>> BEGIN Page extract

Reconfigurable Universal Speed Control based on Kron’s Primitive Model

Reconfigurable Universal Speed Control based on Kron’s Primitive Model

Sushant Mahajan

Student, B.E. Final Year(Electrical Engineering),Guru Nanak Inst. Of Engg. and Tech.,Nagpur,44150

Abstract

A generalization of a concept is an extension of the concept to less-specific criteria. More generally, the objective of generalization is to supply information on a content and detail level corresponding to the necessary information for correct reasoning. Generalized theory of electrical machines provides a common framework for studying, modelling, simulating and understanding the behaviour of all electrical machines. In this theory, by using Krons primitive hypothesis machine we can simulate all kind of machines. This model is a dependent model to the reference frame that will be selected for studies. Different reference frames can be chosen depending to case. Kron' primitive model(KPM) suggests one platform for control of AC as well as DC motors. Taking a thread from KPM, we are developing a reconfigurable controller which will operate on concept of common framework as suggested by KPM. The Reconfigurable Universal Controller (RUC) will make PWM technique a universal method for any motor detected by the RUC. The RUC firstly detects the type of motor connected with it and then accordingly configures itself for the speed control. The RUC configuration parameters are passed on to the system using a software which acts as Human Machine Interface.

Keywords: KPM, RUC, PWM, Universal Control

Nomenclature:

KPM: Kron's Primitive Model

RUC: Reconfigurable Universal Controller PWM: Pulse Width Modulation

TPS: Thermal Protection Scheme

1. Introduction

   Speed control of any kind of motor is important because it enables the motor user to restrain its speed to the needed or required speed to accomplish a specific task. Before discussing about the induction motor drives we have to understand and know about induction motors. In very simple words induction motors can be described as a three phase or single phase, self starting constant speed ac motors. The reason for describing induction motor as constant speed is because normally these motors have a constant speed depending on the frequency of the supply and the number of windings. In the past it was not possible to control the speed of the induction motors according to the need.

   That is why their use was limited and despite having advantages over dc motors they could not be used because of this disadvantage. But as the field of drivers have improved due to the availability of thyristors, power transistors, IGBTs and GTOs the variable speed induction motor drives have been developed. Although AC drives are costlier than DC drives they are replacing DC drives owning to their advantages.

   On the other hand DC motors are easy to control as compared to AC motors. But in all industrial applications what we have readily available is AC single phase or AC three phase supply. Hence there is a great need of a universal speed controller which can reconfigure itself as per requirement and supply conditions and still perform the task of regulated speed control for AC as well as DC.

>> END Page extract
>> BEGIN Available data

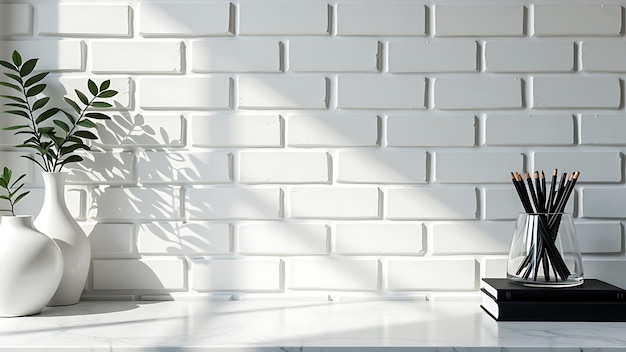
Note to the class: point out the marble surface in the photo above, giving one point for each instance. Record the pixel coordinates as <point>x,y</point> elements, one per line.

>> END Available data

* [Objectives]:
A: In the speed-control paper, what does the RUC do before it configures itself for speed control?
B: List every abbreviation defined in the nomenclature of the speed-control paper, along with its expansion.
C: Translate this sentence from the speed-control paper into Spanish: "On the other hand DC motors are easy to control as compared to AC motors."

* [Full solutions]:
A: It detects the type of motor connected to it.

B:
KPM: Kron's Primitive Model
RUC: Reconfigurable Universal Controller
PWM: Pulse Width Modulation
TPS: Thermal Protection Scheme

C: Por otro lado, los motores de CC son fáciles de controlar en comparación con los motores de CA.